Can’t believe China wants to be an unreliable partner

Barry O’Farrell, Australian high commissioner to India


Improving ties with Australia has been one of the key foreign policy priorities for Prime Minister Narendra Modi. Within months of taking charge in 2014, he travelled to Australia, which was the first prime ministerial visit in 28 years. Six years later, Modi is holding a virtual summit with Australian Prime Minister Scott Morrison on June 4. Morrison’s visit to India was delayed because of the Australian bushfire crisis and subsequently by Covid-19. In an exclusive interview with THE WEEK, Australian High Commissioner Barry O’Farrell says India and Australia have reached a historical high in bilateral relationship. “The virtual summit is a chance to reflect on that,” he says. 

Q/India and Australia have come closer militarily. How do you see this space evolve, especially after the Mutual Logistics Support Agreement is in place?

A /The India-Australia defence relationship is overlooked sometimes. In the past few years, we have seen the number of defence engagements quadrupling. We have AUSINDEX, which is Australia’s largest and most complex [defence exercise] with India. I think it is going in the right direction.

Q/Faced with the threat of Covid-19, how do you assess the potential of economic ties between the two countries? Is the door to the Regional Comprehensive Economic Partnership (RCEP) still open?

• [TASK PROMPT] Return the part of the India-Australia interview word for word, starting with "A /The India-Australia" and going on through "the right direction.". The listing has nothing to do with this task.

• [DATA SHOWN]
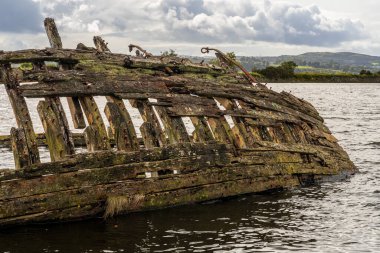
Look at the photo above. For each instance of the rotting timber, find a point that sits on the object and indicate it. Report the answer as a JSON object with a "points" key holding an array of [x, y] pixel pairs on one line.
{"points": [[246, 138]]}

• [RESULT]
A /The India-Australia defence relationship is overlooked sometimes. In the past few years, we have seen the number of defence engagements quadrupling. We have AUSINDEX, which is Australia’s largest and most complex [defence exercise] with India. I think it is going in the right direction.